Actions to take -
[1] List every person and place named in the newsletter.
[2] Repeat the newsletter's words from "I think I’m" to "totally sold yet.".
[3] According to the newsletter, why does the recording have a certain energy?

[Selected excerpt]

Hometown Hero #15: On Ambiguous Loss
At the beginning of June, I flew to LA to make a record and came back to New York with about 60-70% of it done. The plan was to finish tracking it, but I’ve written previously about the adjustment of expectations and I’m learning to take my own advice. During the first two days of the sessions, we recorded 12 songs live. As detailed in the last newsletter, recording live and relatively quickly is a completely antithetical process to how I made Imposing on a Hometown, and I’m learning to lean into the aliveness, the chance of it all. Ultimately, what we got has a certain energy (for lack of a better word) to it because we were all in the room, no click track, co-creating a thing that hadn’t existed before we began building it together.
I think I’m going to call the record Ambiguous Loss, or something with a similar sentiment. Titles are just as much meaning as they are sound, and I’m still playing with the sonic sensation of saying it, not totally sold yet.
Coined by therapist Pauline Boss in the 70s, “ambiguous loss,” as I understand it, is grief for someone or something that is not really gone. I’ve heard it used mostly referring to break-ups, especially when the person is still in your life, fully or peripherally.

[/Selected excerpt]
[Excerpted records]

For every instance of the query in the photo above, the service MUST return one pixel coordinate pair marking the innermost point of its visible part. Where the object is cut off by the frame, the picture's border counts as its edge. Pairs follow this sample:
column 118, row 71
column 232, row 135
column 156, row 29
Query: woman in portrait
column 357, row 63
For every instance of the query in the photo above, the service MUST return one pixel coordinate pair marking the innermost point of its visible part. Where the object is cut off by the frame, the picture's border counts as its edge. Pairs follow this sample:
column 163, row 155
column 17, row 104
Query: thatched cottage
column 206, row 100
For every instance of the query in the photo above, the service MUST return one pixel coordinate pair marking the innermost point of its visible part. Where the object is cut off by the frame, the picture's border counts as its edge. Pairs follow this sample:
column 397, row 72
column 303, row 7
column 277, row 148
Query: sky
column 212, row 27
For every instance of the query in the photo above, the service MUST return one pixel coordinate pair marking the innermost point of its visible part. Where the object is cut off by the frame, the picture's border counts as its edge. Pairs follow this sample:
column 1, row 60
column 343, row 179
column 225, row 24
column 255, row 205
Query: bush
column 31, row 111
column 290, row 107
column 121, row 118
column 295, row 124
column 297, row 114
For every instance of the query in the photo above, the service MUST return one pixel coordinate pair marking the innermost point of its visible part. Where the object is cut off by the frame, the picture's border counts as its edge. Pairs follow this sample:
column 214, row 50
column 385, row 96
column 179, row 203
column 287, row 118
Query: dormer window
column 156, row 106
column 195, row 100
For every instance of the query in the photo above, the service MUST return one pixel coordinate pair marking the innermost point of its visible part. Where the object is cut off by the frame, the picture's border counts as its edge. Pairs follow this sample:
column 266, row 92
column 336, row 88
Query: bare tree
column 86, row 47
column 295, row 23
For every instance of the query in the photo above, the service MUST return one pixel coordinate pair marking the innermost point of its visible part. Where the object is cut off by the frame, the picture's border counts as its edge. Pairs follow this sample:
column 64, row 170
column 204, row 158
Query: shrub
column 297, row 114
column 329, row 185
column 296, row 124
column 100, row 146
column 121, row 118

[/Excerpted records]

Solved problems -
[1] LA, New York, Pauline Boss

[2]
I think I’m going to call the record Ambiguous Loss, or something with a similar sentiment. Titles are just as much meaning as they are sound, and I’m still playing with the sonic sensation of saying it, not totally sold yet.

[3] Everyone was in the room together, with no click track, co-creating something that hadn't existed before they began building it together.